*Aim of the exercise*. Repeat the records exactly, minus the pictures.

——

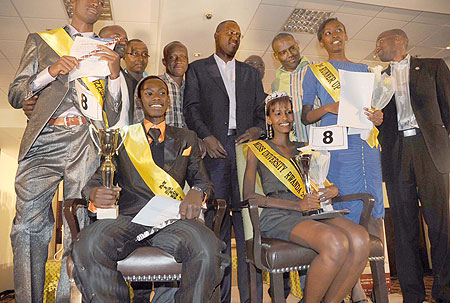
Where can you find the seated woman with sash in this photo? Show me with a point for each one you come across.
(341, 244)
(358, 168)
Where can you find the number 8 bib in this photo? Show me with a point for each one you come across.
(328, 137)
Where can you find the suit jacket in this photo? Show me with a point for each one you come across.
(430, 99)
(206, 103)
(37, 56)
(135, 193)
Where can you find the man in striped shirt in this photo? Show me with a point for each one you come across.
(289, 77)
(175, 59)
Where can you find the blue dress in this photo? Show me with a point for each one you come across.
(356, 169)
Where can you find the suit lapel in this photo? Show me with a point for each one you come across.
(172, 148)
(240, 107)
(414, 70)
(213, 70)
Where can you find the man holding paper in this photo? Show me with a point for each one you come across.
(56, 145)
(154, 160)
(416, 162)
(355, 168)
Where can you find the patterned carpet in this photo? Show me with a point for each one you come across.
(395, 289)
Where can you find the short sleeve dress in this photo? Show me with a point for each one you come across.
(356, 169)
(278, 223)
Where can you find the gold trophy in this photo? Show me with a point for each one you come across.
(303, 163)
(107, 143)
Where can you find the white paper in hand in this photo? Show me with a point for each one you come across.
(356, 93)
(84, 48)
(157, 211)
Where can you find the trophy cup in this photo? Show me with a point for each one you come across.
(107, 143)
(303, 164)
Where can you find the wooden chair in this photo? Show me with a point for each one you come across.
(277, 256)
(145, 264)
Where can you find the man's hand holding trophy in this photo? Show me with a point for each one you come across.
(108, 142)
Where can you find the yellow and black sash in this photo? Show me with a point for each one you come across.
(328, 76)
(61, 42)
(279, 166)
(157, 179)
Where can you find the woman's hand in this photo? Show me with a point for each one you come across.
(260, 200)
(328, 192)
(310, 202)
(374, 115)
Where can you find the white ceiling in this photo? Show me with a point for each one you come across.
(158, 22)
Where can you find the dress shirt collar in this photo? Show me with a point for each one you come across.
(224, 64)
(169, 79)
(303, 62)
(73, 31)
(404, 62)
(161, 126)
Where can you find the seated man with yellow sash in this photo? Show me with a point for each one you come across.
(342, 245)
(154, 160)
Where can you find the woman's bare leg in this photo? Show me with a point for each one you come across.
(356, 260)
(332, 246)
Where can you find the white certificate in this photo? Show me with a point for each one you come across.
(84, 49)
(356, 93)
(328, 137)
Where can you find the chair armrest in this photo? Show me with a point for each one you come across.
(220, 205)
(70, 213)
(257, 242)
(368, 202)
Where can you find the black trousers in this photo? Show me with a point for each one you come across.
(99, 246)
(223, 174)
(417, 179)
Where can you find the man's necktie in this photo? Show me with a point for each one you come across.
(156, 147)
(154, 133)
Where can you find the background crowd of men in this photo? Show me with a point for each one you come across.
(219, 99)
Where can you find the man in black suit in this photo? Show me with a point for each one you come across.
(154, 159)
(416, 161)
(222, 105)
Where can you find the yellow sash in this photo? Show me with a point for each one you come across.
(278, 165)
(158, 180)
(328, 76)
(60, 41)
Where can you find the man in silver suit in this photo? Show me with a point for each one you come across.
(56, 145)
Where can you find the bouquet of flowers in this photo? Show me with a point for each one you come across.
(383, 90)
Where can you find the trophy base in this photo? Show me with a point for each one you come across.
(312, 212)
(108, 213)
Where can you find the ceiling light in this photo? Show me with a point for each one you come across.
(305, 20)
(106, 13)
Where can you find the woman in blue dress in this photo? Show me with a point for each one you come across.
(341, 244)
(358, 168)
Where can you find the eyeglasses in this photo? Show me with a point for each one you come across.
(381, 40)
(137, 54)
(233, 33)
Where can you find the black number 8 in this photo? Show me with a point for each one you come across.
(84, 101)
(327, 137)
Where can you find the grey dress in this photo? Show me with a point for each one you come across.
(278, 223)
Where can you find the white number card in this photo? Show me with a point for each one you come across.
(328, 137)
(88, 104)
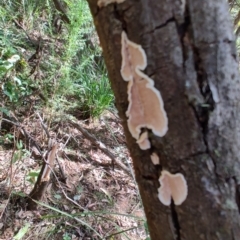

——

*Exercise result*.
Where can you find the seated woman with sash in this photo? Show me with a point for each one you come across.
(341, 244)
(358, 168)
Where can you find the number 8 bib in this photo? Show me with a point for each one you come across.
(328, 137)
Where can you find the suit jacket in this photo? Show me with a point for each one you come across.
(430, 99)
(206, 103)
(37, 56)
(135, 193)
Where can you find the man in striped shirt in this photo? Show me with a point for each one you come across.
(289, 77)
(175, 59)
Where can you find the blue dress in this photo? Show me with a point for each one you come across.
(356, 169)
Where can you find the suit lapel in this photo? Show me with a point for each one you come across.
(172, 148)
(240, 107)
(414, 70)
(213, 70)
Where can you find the man holding paper in this photo? Show me with a point for each one you come across.
(56, 145)
(154, 160)
(416, 162)
(355, 168)
Where can you find the patterned carpet in this photo? Show me with a point for each one you come across.
(395, 289)
Where can you find the short sleeve dress in this photo? Show me with a point for each one you come across.
(356, 169)
(278, 223)
Where can you find the gold trophy in this photo? Show me with a point for each one you come across.
(303, 163)
(107, 143)
Where can you find the white paper in hand in this photo? Show me with a point for each one you come across.
(356, 93)
(84, 48)
(157, 211)
Where can you find the trophy cup in this photo? Show me with a point for each one you come across.
(107, 143)
(303, 164)
Where can you find the wooden chair in this photo? Show me with a point for each one you come across.
(277, 256)
(145, 264)
Where can you find the man's hand holding trophy in this photo? Show me with a point for each one you come across.
(108, 142)
Where can you find the yellow and black sash in this photo? Show me with a point for each one you come across.
(328, 76)
(61, 42)
(279, 166)
(157, 179)
Where can you find the woman's hand in this photo? Show me with a point for each one you come across.
(260, 200)
(328, 192)
(310, 202)
(374, 115)
Where can you find the white ceiling in this photo? Show me with a point for each one you come across.
(158, 22)
Where can you find the dress shirt collar in this photo? Show me with a point for each one you come across.
(224, 64)
(169, 79)
(303, 62)
(73, 31)
(404, 62)
(161, 126)
Where can you find the seated man with yellow sash in this photo? Show me with a point for each one you come across.
(342, 245)
(154, 160)
Where can you find the woman's bare leg in this photo? Show me with a point for each one you come across.
(356, 260)
(332, 246)
Where can you find the white certificate in this photo? Show me with a point for each one you come across.
(84, 49)
(356, 93)
(328, 137)
Where can you find the chair armrest in this photo? Show me with a point for each one you come across.
(220, 205)
(70, 213)
(257, 242)
(368, 202)
Where can you find the black trousers in this photo? Show me with a point for each one you come across.
(99, 246)
(223, 174)
(417, 179)
Where can you find the man's necktie in this photo? Show me with a point for each one you come across.
(156, 147)
(154, 133)
Where can you find the background crowd of men in this photo? Show me with a point for each one you come across.
(219, 99)
Where can you find the man in black suit in this photo? Show me with a point for each one you come across.
(154, 159)
(416, 161)
(222, 105)
Where can you find the yellow sash in this photo? Show me with a point for each one you come across.
(278, 165)
(158, 180)
(328, 76)
(60, 41)
Where can you find the man in silver suit in this photo? Show me with a point for each one you come across.
(56, 145)
Where can you find the bouquet of flowers in this photo? Show me with a point for each one you come across.
(383, 90)
Where can you find the trophy base in this photo? Show me with a point for each one you come across.
(312, 212)
(108, 213)
Where can you find the ceiling light in this photo? Show me with a point for each one you come across.
(305, 20)
(106, 13)
Where can you find the woman in blue dress in this photo? Show me with a point for each one you come across.
(341, 244)
(358, 168)
Where can you find the eyeglasses in this photo? Show me with a point for each one you come across.
(381, 40)
(137, 54)
(233, 33)
Where can you find the black number 8 in this photo? Show me with a point for each one you come across.
(84, 101)
(327, 137)
Where can you find the grey dress in this photo? Show me with a point for each one you come across.
(278, 223)
Where can you find the white number card in this photo? Show me with a point for each one you come across.
(328, 137)
(88, 104)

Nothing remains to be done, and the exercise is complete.